Data available, click to request
Cycles of goal silencing and reactivation underlie complex problem-solving in primate frontal and parietal cortex
Authors:
Watanabe, K., Kadoshina,, M, Kusunoki, M, Buckley, M.J., DUNCAN, J.
Reference:
Nature Communication
Year of publication:
In Press
CBU number:
8946
Abstract:
While classic views proposed that working memory (WM) is mediated by sustained firing, recent evidence suggests a contribution of activity-silent states. Within WM, human neuroimaging studies suggest a switch between attentional foreground and background, with only the foregrounded item represented in active neural firing. To address this process at the cellular level, we recorded prefrontal (PFC) and posterior parietal (PPC) neurons in a complex problem-solving task, with monkeys searching for one or two target locations in a first cycle of trials, and retaining them for memory-guided revisits on subsequent cycles. When target locations were discovered, neither frontal nor parietal neurons showed sustained goal-location codes continuing into subsequent trials and cycles. Instead there were sequences of timely goal silencing and reactivation, and following reactivation, sustained states until behavioral response. With two target locations, goal representations in both regions showed evidence of transitions between foreground and background, but the PFC representation was more complete, extending beyond the current trial to include both past and future selections. In the absence of unbroken sustained codes, different neuronal states interact to support maintenance and retrieval of WM representations across successive trials.

Instructions for the task → Reproduce the entire entry on goal silencing and reactivation word for word. You won't need the listing for anything here.

Supplied records →
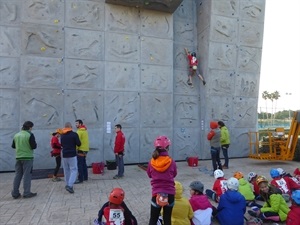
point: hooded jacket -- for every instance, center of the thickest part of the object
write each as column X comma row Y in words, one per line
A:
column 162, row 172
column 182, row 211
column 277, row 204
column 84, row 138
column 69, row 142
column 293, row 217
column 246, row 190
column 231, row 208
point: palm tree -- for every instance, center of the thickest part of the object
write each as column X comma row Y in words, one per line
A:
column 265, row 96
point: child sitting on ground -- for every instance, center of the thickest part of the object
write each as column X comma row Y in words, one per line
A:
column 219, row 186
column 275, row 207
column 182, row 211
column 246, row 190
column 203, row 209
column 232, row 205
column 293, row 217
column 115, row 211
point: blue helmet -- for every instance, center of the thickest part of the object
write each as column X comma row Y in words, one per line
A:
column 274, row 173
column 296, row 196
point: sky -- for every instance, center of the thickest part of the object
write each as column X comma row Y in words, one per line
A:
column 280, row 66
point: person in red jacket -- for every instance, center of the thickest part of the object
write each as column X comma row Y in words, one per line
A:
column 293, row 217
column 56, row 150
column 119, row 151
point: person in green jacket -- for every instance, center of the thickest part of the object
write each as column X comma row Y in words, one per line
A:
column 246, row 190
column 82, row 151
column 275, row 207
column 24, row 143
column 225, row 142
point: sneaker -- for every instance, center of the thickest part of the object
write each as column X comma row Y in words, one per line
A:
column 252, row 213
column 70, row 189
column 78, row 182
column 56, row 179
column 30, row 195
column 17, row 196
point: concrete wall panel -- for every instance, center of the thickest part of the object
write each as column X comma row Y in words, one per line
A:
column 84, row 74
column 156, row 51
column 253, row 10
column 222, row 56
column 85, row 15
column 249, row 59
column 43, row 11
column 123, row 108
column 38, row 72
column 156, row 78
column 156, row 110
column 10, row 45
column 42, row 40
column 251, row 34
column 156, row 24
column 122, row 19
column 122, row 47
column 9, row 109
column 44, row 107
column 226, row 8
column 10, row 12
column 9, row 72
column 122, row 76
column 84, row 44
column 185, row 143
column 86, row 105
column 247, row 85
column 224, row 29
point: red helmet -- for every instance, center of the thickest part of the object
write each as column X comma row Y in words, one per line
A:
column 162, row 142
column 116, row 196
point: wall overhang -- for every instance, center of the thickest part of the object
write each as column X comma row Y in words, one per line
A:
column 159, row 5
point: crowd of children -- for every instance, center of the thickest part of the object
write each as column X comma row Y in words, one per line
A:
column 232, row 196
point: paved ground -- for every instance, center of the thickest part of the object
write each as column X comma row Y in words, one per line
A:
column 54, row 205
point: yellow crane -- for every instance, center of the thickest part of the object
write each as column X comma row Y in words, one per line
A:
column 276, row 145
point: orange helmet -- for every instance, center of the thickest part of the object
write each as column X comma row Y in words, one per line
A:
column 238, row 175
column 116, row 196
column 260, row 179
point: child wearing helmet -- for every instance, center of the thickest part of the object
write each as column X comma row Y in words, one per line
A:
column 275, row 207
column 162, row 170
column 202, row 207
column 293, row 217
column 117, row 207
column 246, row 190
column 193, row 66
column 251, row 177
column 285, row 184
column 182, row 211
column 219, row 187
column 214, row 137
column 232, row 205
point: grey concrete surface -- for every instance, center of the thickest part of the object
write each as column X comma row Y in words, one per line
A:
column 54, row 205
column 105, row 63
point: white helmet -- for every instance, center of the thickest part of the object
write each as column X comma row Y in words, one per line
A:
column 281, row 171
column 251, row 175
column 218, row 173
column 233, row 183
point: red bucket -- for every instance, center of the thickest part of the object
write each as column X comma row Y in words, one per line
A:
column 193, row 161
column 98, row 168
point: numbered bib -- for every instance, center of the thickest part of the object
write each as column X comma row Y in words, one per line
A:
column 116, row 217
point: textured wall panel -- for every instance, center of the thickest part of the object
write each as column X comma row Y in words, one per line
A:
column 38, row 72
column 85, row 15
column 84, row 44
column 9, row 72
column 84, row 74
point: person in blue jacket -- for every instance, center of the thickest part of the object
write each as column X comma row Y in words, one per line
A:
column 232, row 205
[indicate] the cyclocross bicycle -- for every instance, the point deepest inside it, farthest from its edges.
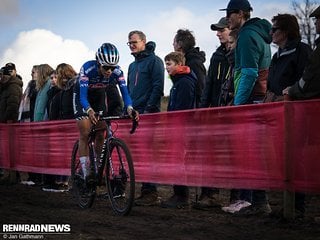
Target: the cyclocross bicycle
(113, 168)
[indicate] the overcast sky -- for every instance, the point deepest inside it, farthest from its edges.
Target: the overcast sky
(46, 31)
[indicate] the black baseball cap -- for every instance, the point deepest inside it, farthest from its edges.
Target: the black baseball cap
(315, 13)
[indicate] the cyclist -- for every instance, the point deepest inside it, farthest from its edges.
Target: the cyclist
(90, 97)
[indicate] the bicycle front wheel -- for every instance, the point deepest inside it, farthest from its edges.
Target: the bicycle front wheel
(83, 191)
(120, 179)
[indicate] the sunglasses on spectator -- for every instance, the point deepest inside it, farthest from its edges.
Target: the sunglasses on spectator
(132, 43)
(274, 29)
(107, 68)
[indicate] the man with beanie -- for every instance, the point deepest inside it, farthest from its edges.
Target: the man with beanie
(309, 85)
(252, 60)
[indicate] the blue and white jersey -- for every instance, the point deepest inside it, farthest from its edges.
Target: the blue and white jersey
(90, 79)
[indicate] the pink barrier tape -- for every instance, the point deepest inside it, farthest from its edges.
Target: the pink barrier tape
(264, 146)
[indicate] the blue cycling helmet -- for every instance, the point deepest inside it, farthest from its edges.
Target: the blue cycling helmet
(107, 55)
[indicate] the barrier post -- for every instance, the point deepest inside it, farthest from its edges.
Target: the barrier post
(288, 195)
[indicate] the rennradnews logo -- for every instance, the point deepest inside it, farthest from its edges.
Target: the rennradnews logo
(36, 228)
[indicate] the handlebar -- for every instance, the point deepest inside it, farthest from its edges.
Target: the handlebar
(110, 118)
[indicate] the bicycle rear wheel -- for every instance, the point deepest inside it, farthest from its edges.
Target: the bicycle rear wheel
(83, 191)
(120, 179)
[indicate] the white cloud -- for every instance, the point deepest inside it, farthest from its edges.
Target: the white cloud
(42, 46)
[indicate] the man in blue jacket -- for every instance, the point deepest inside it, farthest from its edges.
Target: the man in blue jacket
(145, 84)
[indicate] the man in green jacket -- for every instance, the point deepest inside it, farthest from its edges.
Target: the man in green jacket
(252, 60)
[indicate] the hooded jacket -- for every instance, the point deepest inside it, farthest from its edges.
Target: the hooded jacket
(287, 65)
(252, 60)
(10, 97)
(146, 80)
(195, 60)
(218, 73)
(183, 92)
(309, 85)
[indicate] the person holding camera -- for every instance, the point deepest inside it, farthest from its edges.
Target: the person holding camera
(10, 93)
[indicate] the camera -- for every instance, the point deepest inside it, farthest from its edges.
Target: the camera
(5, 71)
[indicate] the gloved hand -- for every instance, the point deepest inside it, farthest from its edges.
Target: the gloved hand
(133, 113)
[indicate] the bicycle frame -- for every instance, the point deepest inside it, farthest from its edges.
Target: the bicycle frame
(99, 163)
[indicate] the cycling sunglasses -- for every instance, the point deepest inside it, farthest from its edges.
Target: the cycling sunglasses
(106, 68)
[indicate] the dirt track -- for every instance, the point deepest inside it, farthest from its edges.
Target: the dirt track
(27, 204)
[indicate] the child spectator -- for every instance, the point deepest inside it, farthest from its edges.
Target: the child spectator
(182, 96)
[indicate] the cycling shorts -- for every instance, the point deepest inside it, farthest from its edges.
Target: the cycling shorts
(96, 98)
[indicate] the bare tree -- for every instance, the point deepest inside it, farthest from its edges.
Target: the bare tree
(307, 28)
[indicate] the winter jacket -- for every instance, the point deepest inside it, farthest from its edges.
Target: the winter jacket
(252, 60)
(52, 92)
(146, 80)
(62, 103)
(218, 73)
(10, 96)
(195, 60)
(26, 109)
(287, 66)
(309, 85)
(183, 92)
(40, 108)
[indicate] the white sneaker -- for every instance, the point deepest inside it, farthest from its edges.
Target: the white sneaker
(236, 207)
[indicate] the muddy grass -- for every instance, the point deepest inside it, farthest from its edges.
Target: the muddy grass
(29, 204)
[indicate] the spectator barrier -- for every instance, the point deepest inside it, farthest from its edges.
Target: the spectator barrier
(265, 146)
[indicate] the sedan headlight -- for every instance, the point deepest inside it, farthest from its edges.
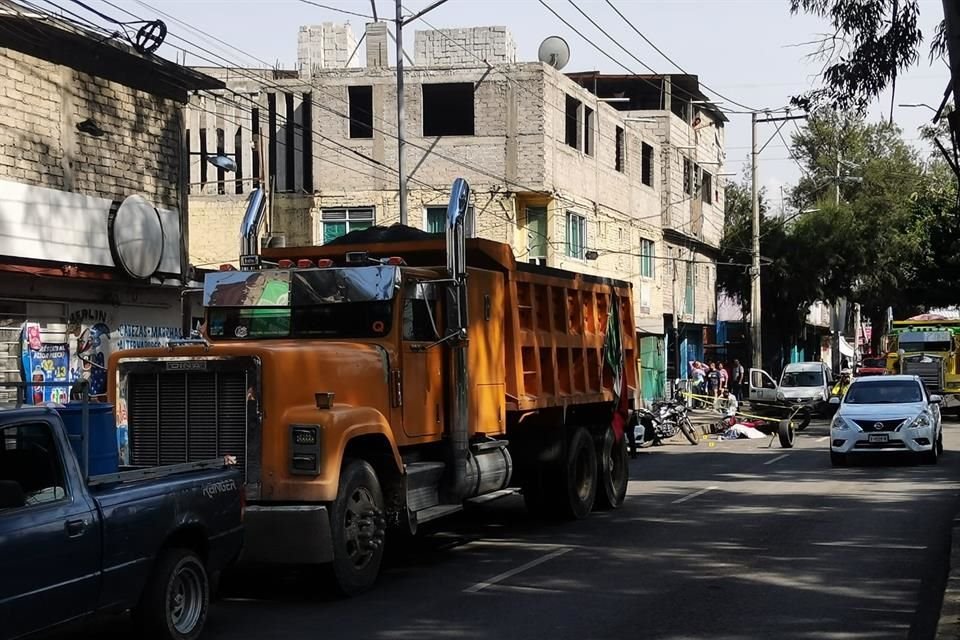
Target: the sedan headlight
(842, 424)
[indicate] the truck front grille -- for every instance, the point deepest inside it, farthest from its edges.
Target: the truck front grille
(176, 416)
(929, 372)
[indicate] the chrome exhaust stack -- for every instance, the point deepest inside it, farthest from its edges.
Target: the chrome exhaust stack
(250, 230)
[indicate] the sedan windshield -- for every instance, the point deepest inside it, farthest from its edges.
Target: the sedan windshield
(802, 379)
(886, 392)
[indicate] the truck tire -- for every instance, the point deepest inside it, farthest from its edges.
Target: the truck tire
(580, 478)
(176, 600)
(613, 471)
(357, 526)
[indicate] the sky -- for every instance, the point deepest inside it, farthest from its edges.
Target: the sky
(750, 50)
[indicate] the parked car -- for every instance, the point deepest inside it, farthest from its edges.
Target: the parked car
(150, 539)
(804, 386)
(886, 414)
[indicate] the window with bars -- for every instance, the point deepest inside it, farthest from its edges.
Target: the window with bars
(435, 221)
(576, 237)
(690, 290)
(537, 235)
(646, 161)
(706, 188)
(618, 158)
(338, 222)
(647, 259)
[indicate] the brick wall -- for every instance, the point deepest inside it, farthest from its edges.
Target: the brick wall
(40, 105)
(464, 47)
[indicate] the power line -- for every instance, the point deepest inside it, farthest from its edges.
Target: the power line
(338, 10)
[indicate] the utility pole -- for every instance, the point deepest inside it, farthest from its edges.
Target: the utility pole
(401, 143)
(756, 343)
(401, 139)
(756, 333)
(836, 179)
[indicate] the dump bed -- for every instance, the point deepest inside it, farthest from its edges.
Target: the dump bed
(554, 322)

Response below →
Data available, click to request
Cycles of goal silencing and reactivation underlie complex problem-solving in primate frontal and parietal cortex
Authors:
Watanabe, K., Kadoshina,, M, Kusunoki, M, Buckley, M.J., DUNCAN, J.
Reference:
Nature Communication
Year of publication:
In Press
CBU number:
8946
Abstract:
While classic views proposed that working memory (WM) is mediated by sustained firing, recent evidence suggests a contribution of activity-silent states. Within WM, human neuroimaging studies suggest a switch between attentional foreground and background, with only the foregrounded item represented in active neural firing. To address this process at the cellular level, we recorded prefrontal (PFC) and posterior parietal (PPC) neurons in a complex problem-solving task, with monkeys searching for one or two target locations in a first cycle of trials, and retaining them for memory-guided revisits on subsequent cycles. When target locations were discovered, neither frontal nor parietal neurons showed sustained goal-location codes continuing into subsequent trials and cycles. Instead there were sequences of timely goal silencing and reactivation, and following reactivation, sustained states until behavioral response. With two target locations, goal representations in both regions showed evidence of transitions between foreground and background, but the PFC representation was more complete, extending beyond the current trial to include both past and future selections. In the absence of unbroken sustained codes, different neuronal states interact to support maintenance and retrieval of WM representations across successive trials.